Exercise directions: Rewrite the records below, changing every "Reviewer note" to "Annotator note" and leaving everything else as it is.

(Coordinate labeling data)
################
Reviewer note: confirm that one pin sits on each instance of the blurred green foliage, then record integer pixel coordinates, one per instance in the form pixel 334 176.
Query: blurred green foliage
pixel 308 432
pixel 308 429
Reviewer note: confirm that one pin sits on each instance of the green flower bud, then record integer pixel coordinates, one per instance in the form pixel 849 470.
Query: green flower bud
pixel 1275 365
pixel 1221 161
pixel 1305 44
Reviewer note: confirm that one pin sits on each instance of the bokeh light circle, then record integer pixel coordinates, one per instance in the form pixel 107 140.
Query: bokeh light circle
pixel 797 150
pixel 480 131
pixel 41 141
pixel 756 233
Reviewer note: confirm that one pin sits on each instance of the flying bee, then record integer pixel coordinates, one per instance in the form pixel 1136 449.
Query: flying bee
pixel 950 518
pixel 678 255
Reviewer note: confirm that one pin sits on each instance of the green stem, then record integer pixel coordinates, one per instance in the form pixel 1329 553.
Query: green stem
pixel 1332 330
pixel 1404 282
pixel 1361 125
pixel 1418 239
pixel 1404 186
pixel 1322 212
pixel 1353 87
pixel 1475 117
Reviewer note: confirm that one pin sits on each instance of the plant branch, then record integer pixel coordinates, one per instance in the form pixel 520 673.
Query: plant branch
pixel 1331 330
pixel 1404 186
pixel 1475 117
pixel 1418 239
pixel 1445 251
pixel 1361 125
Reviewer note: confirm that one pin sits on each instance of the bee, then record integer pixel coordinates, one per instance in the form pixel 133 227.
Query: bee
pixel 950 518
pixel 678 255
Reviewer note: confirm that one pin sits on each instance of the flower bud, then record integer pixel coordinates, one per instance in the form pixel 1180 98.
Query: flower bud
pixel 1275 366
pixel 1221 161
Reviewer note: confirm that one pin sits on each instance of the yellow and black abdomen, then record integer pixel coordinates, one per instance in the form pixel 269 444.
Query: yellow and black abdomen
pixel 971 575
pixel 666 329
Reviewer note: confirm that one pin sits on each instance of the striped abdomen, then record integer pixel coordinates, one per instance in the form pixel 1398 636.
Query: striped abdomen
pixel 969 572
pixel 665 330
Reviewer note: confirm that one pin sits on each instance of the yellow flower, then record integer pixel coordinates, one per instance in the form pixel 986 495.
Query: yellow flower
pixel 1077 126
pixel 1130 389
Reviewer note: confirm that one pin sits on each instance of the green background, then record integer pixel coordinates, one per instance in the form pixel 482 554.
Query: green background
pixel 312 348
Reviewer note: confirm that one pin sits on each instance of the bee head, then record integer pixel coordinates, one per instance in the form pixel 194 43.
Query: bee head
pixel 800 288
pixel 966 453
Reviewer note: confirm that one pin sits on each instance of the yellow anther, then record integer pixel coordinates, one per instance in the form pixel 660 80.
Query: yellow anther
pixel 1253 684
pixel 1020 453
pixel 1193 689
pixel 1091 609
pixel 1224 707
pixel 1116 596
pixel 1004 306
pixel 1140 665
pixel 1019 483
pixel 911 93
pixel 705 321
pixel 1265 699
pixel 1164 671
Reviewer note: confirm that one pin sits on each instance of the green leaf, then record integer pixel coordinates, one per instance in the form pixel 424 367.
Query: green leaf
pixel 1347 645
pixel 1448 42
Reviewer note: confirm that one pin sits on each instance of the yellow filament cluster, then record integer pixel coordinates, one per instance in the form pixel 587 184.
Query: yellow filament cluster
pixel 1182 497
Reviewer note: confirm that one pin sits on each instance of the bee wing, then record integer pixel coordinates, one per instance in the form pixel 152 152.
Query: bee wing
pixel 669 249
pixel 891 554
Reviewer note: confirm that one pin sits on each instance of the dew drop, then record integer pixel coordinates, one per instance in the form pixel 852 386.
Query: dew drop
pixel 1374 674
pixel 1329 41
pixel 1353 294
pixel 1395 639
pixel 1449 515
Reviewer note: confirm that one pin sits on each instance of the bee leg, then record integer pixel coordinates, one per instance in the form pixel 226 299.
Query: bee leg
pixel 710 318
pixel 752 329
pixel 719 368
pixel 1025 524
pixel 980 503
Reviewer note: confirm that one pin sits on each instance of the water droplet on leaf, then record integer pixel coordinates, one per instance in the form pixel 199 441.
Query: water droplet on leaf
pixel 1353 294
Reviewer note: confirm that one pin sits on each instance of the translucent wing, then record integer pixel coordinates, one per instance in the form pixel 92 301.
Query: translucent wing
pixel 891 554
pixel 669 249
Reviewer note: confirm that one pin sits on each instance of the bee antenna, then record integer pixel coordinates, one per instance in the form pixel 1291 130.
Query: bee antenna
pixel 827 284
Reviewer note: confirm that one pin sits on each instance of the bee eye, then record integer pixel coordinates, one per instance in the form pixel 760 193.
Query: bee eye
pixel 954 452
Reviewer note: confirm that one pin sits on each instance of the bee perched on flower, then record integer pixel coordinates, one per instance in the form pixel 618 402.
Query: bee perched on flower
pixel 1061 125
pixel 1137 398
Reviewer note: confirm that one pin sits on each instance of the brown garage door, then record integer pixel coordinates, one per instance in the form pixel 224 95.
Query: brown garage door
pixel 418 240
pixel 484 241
################
Response below:
Annotator note: confirm that one pin sits on each instance of the blurred green foliage, then record integer pixel coordinates, one per instance in the form pixel 334 176.
Query: blurred green foliage
pixel 308 432
pixel 308 429
Annotator note: confirm that one pin sits on each instance of the green flower bud, then record integer pixel coordinates, one per instance in the form pixel 849 470.
Query: green flower bud
pixel 1275 365
pixel 1221 161
pixel 1305 44
Annotator note: confirm that one pin sits on each instance of the bokeh light circle, then record integer pixel coordinates, one per instance in the form pixel 107 140.
Query: bokeh light circle
pixel 797 150
pixel 480 131
pixel 41 141
pixel 756 233
Annotator note: confirm that one pin sits on each instance of the flying bee, then record integer pixel coordinates, one per instance in the form pixel 1136 449.
Query: flying bee
pixel 950 518
pixel 678 255
Annotator note: confirm that one pin sits on each instance of the green stem, then record integer pixel coordinates, one per instance in the form pixel 1329 553.
Query: green stem
pixel 1332 330
pixel 1404 282
pixel 1361 125
pixel 1418 239
pixel 1404 186
pixel 1322 212
pixel 1353 87
pixel 1475 117
Annotator note: confirm that one pin sits on each instance of the plant branch, then record integer pixel coordinates, one per instance in the form pixel 520 673.
Query: plant branch
pixel 1331 330
pixel 1404 186
pixel 1475 117
pixel 1418 239
pixel 1445 251
pixel 1361 125
Annotator note: confirm that one pin sits on each instance of the bee, then record integer pixel coordinates, one per instance in the form pixel 133 227.
Query: bee
pixel 950 518
pixel 678 255
Annotator note: confirm that one pin sits on each instance of the flower bud, then record integer pixel coordinates, one per instance in the form pixel 1180 98.
Query: flower bud
pixel 1275 366
pixel 1221 161
Annotator note: confirm that one pin sits on each instance of the yellow and black abdomen, then record integer pixel coordinates, one per instance in the form pixel 269 444.
Query: yellow and black abdomen
pixel 971 575
pixel 666 329
Annotator note: confirm that one pin sits on each instance of the striped abdomen, then record integer pixel coordinates, one per instance in the form pixel 1398 636.
Query: striped abdomen
pixel 969 572
pixel 665 330
Annotator note: confirm that one pin sits on each instance of the yellow flower, then record integer pixel coordinates, one per instance in the form pixel 986 495.
Query: yellow flower
pixel 1077 126
pixel 1130 389
Annotator note: confirm that one pin sits on each instance of the green background, then record integer pixel coordinates, one per instance in the form pixel 482 554.
Query: green background
pixel 312 348
Annotator note: confirm that one pin sits on each instance of the bee head, then record integer pixel coordinates, one per instance in the form pixel 194 43.
Query: bee head
pixel 800 288
pixel 966 453
Annotator note: confirm that one pin sits on each instance of the yellow anther, then record integer pixel coordinates, one per instance in the form pixel 660 80.
Query: yellow anther
pixel 1253 684
pixel 1020 453
pixel 1193 689
pixel 1091 609
pixel 1224 707
pixel 1116 596
pixel 1004 306
pixel 1140 665
pixel 1019 483
pixel 911 93
pixel 705 321
pixel 1265 699
pixel 1164 671
Annotator note: confirm that one pin sits on each instance of the green leaf, then record integer pixel coordinates, one per instance in the form pixel 424 367.
Query: green leaf
pixel 1347 645
pixel 1448 42
Annotator note: confirm that one pin sits on each instance of the yellow filament cluster, then record integer pixel coordinates, one per instance in the form pixel 587 184.
Query: yellow filament cluster
pixel 1182 497
Annotator note: confirm that one pin sits on each instance of the bee wing, then record integer pixel coordinates, one per instance in the form pixel 152 152.
Query: bee wing
pixel 669 249
pixel 891 554
Annotator note: confirm that one pin sits on each instance of the dew drop, then record integer pixel coordinates, one per instance in the form pixel 852 386.
Query: dew drop
pixel 1374 674
pixel 1329 41
pixel 1353 294
pixel 1395 639
pixel 1449 515
Annotator note: confirm that one pin sits on each instance of the bee leg, then record integer pixel coordinates, one per instance in the form pixel 226 299.
Query: bee leg
pixel 710 318
pixel 752 329
pixel 719 368
pixel 1025 524
pixel 980 503
Annotator note: confirm that one pin sits on each instance of the water droplet on leaf, then record integer pixel coordinates, one per instance in the form pixel 199 441.
Query: water droplet on leaf
pixel 1353 294
Annotator note: confirm that one pin sits on each instance of the translucent wing, then record integer pixel coordinates, one per instance in the form pixel 92 301.
Query: translucent wing
pixel 891 554
pixel 669 249
Annotator note: confirm that one pin sits on each instance of the bee antenna, then record integer pixel coordinates, one per instance in the form pixel 1291 130.
Query: bee antenna
pixel 827 284
Annotator note: confirm that one pin sits on each instance of the bee eye, then record integer pixel coordinates, one per instance in the form pixel 760 193.
Query: bee eye
pixel 954 452
Annotator note: confirm that one pin sits on each instance of the bee perched on flower, then record integer pixel coordinates, one per instance in the form pixel 618 402.
Query: bee perched on flower
pixel 1061 125
pixel 1137 398
Annotator note: confirm that one pin sits on each instance of the brown garage door, then record integer pixel coordinates, one per instance in the form pixel 224 95.
Query: brown garage door
pixel 418 240
pixel 484 241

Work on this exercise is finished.